Exercise instructions => Reproduce the listing below word for word, leaving out the pictures.

─── Entries shown

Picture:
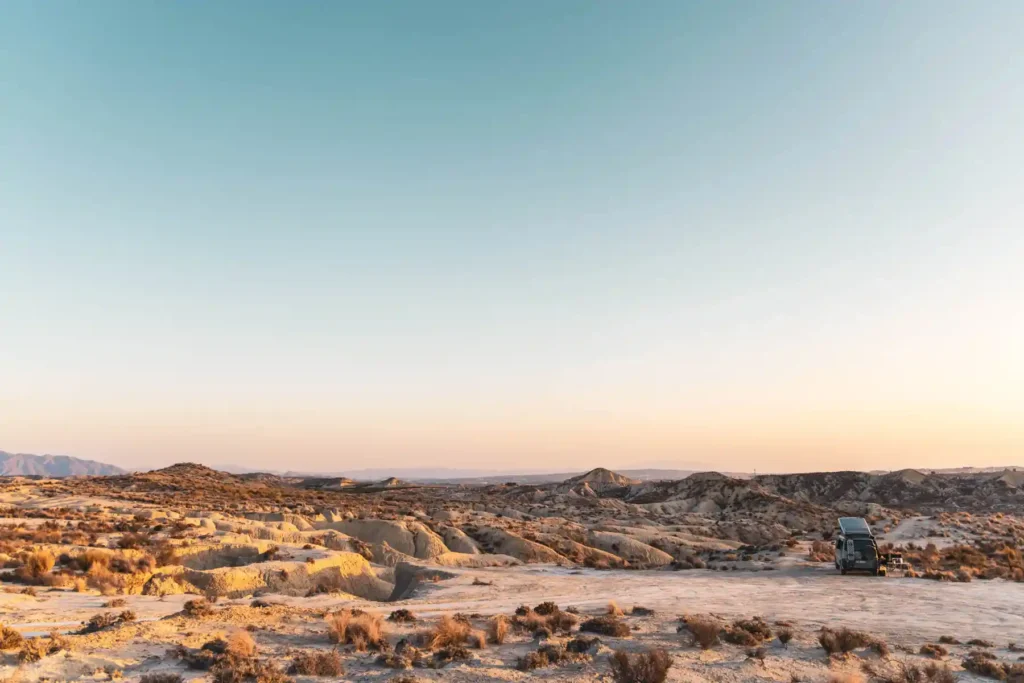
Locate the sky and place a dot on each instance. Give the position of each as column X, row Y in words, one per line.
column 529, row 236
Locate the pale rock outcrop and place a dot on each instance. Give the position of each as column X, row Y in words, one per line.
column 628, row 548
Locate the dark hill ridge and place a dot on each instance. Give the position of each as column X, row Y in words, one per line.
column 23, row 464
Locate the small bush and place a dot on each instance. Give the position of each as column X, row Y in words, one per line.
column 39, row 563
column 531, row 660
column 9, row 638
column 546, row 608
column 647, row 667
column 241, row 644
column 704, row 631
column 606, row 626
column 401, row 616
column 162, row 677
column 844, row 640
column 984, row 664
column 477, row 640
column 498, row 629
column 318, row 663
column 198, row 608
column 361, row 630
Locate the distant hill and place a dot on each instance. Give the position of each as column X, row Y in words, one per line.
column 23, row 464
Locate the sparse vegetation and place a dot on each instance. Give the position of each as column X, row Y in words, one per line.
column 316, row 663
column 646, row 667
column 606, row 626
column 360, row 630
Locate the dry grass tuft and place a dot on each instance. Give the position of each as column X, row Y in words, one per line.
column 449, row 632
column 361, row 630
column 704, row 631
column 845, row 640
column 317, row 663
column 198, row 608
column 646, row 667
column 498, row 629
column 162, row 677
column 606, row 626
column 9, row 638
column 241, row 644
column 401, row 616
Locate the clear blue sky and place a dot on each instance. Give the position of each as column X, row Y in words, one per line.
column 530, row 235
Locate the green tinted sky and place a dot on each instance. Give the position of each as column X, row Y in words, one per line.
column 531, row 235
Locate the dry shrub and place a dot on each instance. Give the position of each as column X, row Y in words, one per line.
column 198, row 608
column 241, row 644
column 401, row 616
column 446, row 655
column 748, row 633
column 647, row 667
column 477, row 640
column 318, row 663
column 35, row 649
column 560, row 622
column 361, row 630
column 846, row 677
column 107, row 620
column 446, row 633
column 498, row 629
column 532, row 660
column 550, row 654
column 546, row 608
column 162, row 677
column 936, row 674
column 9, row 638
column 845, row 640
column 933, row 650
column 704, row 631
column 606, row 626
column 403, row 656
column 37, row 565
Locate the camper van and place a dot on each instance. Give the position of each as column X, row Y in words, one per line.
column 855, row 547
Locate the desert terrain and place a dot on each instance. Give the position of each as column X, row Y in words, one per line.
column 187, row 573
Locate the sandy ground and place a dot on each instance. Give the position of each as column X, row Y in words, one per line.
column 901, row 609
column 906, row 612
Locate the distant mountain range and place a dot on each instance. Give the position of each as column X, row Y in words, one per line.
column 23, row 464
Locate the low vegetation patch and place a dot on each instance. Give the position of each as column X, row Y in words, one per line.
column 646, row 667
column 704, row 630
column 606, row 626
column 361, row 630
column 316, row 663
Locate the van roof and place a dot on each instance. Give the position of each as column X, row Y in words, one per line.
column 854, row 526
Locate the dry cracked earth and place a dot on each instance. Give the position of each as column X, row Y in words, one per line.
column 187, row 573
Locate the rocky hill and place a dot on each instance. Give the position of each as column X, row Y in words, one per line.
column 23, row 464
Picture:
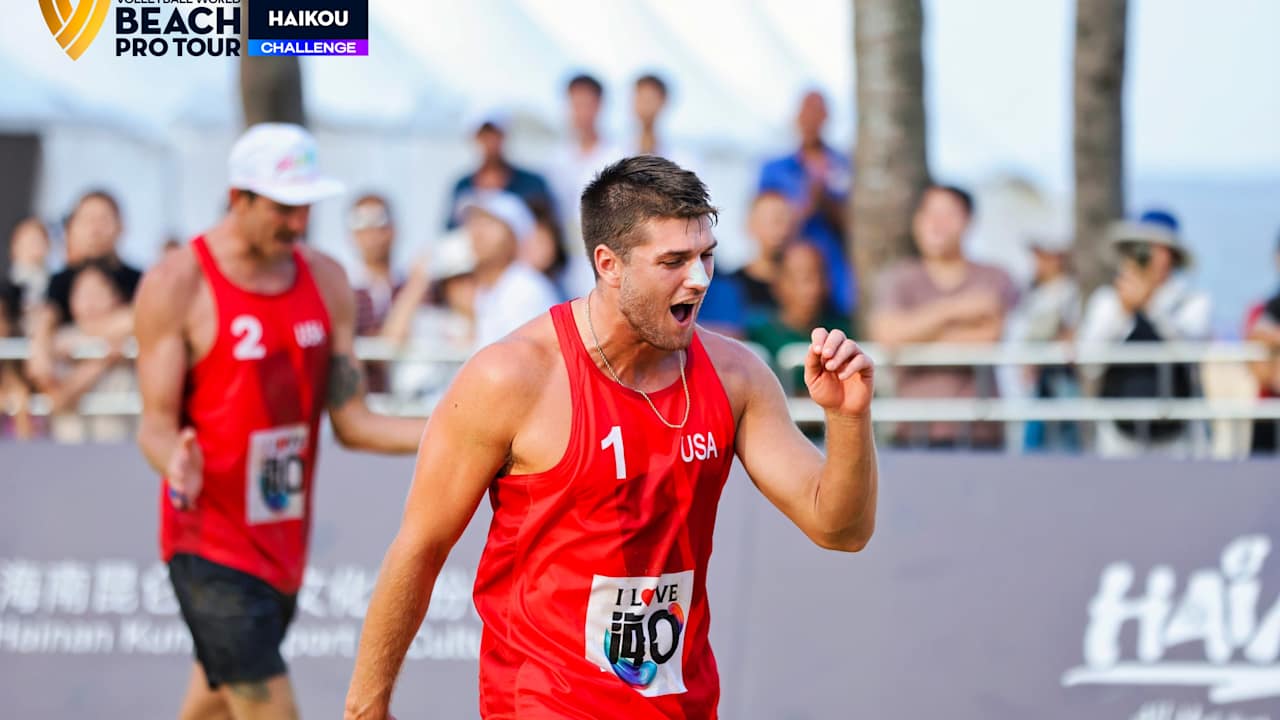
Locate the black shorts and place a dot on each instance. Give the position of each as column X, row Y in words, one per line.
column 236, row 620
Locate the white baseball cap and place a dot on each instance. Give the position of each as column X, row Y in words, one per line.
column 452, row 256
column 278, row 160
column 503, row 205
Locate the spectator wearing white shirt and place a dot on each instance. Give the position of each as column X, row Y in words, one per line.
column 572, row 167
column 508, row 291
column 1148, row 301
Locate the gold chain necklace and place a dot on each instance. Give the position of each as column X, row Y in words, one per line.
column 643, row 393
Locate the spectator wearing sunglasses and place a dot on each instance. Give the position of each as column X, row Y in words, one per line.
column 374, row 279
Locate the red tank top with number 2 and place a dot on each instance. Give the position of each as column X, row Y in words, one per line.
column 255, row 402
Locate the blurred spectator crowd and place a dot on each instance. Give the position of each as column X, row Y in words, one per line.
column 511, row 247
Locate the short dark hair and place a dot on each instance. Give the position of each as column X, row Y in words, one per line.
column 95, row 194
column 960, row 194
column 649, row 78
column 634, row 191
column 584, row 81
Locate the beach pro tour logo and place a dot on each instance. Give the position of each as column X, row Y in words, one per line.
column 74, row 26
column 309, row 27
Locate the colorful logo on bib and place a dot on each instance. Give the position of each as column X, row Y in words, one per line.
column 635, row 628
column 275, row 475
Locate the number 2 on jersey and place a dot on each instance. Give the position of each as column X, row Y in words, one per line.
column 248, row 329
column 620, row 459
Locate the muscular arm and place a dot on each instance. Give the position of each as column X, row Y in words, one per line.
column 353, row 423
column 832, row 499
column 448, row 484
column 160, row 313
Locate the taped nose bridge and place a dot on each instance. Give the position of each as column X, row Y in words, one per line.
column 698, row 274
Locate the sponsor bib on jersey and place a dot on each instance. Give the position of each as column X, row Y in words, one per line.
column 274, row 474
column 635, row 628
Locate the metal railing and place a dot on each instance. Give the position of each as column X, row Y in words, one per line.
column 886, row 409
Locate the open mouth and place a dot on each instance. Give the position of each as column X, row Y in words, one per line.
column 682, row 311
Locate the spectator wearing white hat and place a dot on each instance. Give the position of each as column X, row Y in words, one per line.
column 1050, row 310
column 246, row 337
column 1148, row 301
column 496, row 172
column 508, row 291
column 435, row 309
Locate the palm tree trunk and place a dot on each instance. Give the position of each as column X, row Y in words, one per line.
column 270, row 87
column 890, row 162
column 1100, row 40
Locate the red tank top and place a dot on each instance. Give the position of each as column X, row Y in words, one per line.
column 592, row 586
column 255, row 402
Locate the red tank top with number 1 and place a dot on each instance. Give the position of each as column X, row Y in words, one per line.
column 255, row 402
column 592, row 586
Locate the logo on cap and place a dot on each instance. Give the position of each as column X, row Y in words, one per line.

──────

Exercise solution =>
Picture:
Locate the sky and place a dot on each instance. Give the position of each as column X, row Y in words, one per line.
column 529, row 236
Locate the pale rock outcrop and place a dot on each instance. Give the position of each as column X, row Y in words, one per line.
column 628, row 548
Locate the dark hill ridge and place a dot on each instance. Give the position of each as column X, row Y in words, one per line.
column 23, row 464
Locate the small bush and place a dot on each instance. Give the position of each as column X, row Y in words, one per line.
column 39, row 563
column 531, row 660
column 9, row 638
column 546, row 608
column 647, row 667
column 241, row 644
column 704, row 631
column 606, row 626
column 401, row 616
column 162, row 677
column 844, row 640
column 984, row 664
column 477, row 640
column 498, row 629
column 318, row 663
column 198, row 608
column 361, row 630
Locate the distant hill and place a dot on each instance. Give the position of each as column X, row Y in words, one per line.
column 23, row 464
Locate the sparse vegetation and place a dot on each instance. Give the position of each as column X, row Y in words, one per line.
column 316, row 663
column 646, row 667
column 606, row 626
column 360, row 630
Locate the dry grass tuft and place a dot on each instance. Give the position of each as column X, row Y in words, one per line.
column 449, row 632
column 361, row 630
column 704, row 631
column 845, row 640
column 317, row 663
column 198, row 608
column 646, row 667
column 498, row 629
column 162, row 677
column 606, row 626
column 9, row 638
column 241, row 644
column 401, row 616
Locate the clear blue sky and place a dot on each instance. Give the position of each as column X, row Y in words, one per line.
column 530, row 235
Locate the green tinted sky and place a dot on each instance. Give the position of each as column X, row Y in words, one per line.
column 531, row 235
Locate the dry shrub and place a dot on each instance. Give the position of each as column X, row Y in words, one per line.
column 198, row 608
column 241, row 644
column 401, row 616
column 446, row 655
column 748, row 633
column 647, row 667
column 477, row 640
column 318, row 663
column 35, row 649
column 560, row 622
column 361, row 630
column 846, row 677
column 107, row 620
column 446, row 633
column 498, row 629
column 532, row 660
column 550, row 654
column 546, row 608
column 162, row 677
column 936, row 674
column 9, row 638
column 845, row 640
column 933, row 650
column 704, row 631
column 606, row 626
column 403, row 656
column 37, row 565
Locate the camper van and place a dot on each instance. Give the position of each as column X, row Y in words, one per line.
column 855, row 547
Locate the desert terrain and place a dot on each instance. Give the position of each as column X, row Y in words, one per line.
column 187, row 573
Locate the sandy ground and place a dot on each instance. Give the position of each as column X, row Y in words, one per line.
column 901, row 609
column 906, row 612
Locate the distant mountain range and place a dot on each instance. Give the position of each as column X, row Y in words, one per line.
column 23, row 464
Locate the low vegetation patch and place a dot on each instance. Give the position of each as column X, row Y in words, one per line.
column 646, row 667
column 704, row 630
column 606, row 626
column 361, row 630
column 316, row 663
Locate the van roof and place a dot on each instance. Give the position of each as column X, row Y in words, one per line.
column 854, row 526
Locate the dry cracked earth and place a dot on each instance. Give the position of each as column X, row Y in words, one per line.
column 187, row 573
Locate the rocky hill and place a dot on each instance. Give the position of each as column X, row Y in words, one per line.
column 23, row 464
Picture:
Locate the black shorts and place a dot on each instance. Give the position of each as column X, row Y in words, one per line.
column 236, row 620
Locate the white baseball cap and place a dot on each instance. Give the position of each as column X, row Y in words, one per line.
column 452, row 256
column 278, row 160
column 503, row 205
Locate the spectator wearing white shirt and place a dot on each instance. Give the position of each as column X, row Y in words, one per line.
column 572, row 167
column 508, row 291
column 1148, row 301
Locate the gold chain necklace and place a dot on each instance. Give the position of each as column X, row Y in words, one per line.
column 643, row 393
Locate the spectator wearing sunglasses and place a dot on each instance. Give the position of each as column X, row Y in words, one per line.
column 374, row 279
Locate the red tank top with number 2 and place a dot on each instance. Give the position of each as column X, row Y in words, one per line.
column 255, row 402
Locate the blurred spectator crowd and place a dot on each instance. Give the position of each as column X, row Y in words, one per line.
column 511, row 247
Locate the short dark hair and place a dot on each instance. Give the position of each as column X, row Y in words, one per line.
column 95, row 194
column 960, row 194
column 649, row 78
column 634, row 191
column 584, row 81
Locate the beach pro tour logo and place a dot on each instance. Give the position of each as column X, row Y in words, one per line.
column 74, row 26
column 309, row 27
Locate the colorful logo on bib and place a dot on each instance. Give the position of each as column X, row Y in words, one per line.
column 635, row 628
column 275, row 475
Locate the number 2 on jersey and place a dot on each instance. Give the position of each as column X, row Y in words, one per line.
column 248, row 329
column 620, row 459
Locate the muscular arm and place a dot on each instance. Give the position of each as column X, row Y in words, one per line.
column 353, row 423
column 832, row 499
column 448, row 484
column 160, row 313
Locate the taped nose bridge and place a dot on each instance. Give the position of each as column X, row Y in words, one per line.
column 698, row 274
Locate the sponsor bib on jersey and place a dot on each instance. Give the position of each as column X, row Y in words, one per line.
column 274, row 474
column 635, row 628
Locate the metal railing and place a dot on each instance. Give the position of each as column X, row Y in words, one per line.
column 886, row 409
Locate the open mouth and place a dot on each instance. Give the position of each as column X, row Y in words, one per line.
column 682, row 311
Locate the spectator wearing white hat and place a dot on each instance. Give the position of each as column X, row Y in words, one per line.
column 1050, row 310
column 246, row 337
column 1148, row 301
column 496, row 172
column 508, row 291
column 435, row 309
Locate the palm tree trunk and place a dot on each instance. Give the position of each as column X, row Y in words, one per line.
column 270, row 87
column 890, row 162
column 1100, row 40
Locate the red tank top and place a dot on each instance. Give the position of each as column X, row Y in words, one per line.
column 592, row 586
column 255, row 402
Locate the red tank top with number 1 and place a dot on each instance. Give the position of each as column X, row Y in words, one per line.
column 255, row 402
column 592, row 586
Locate the logo on cap and place a dot on each instance. Give the position of each as column X, row Y in words, one per line.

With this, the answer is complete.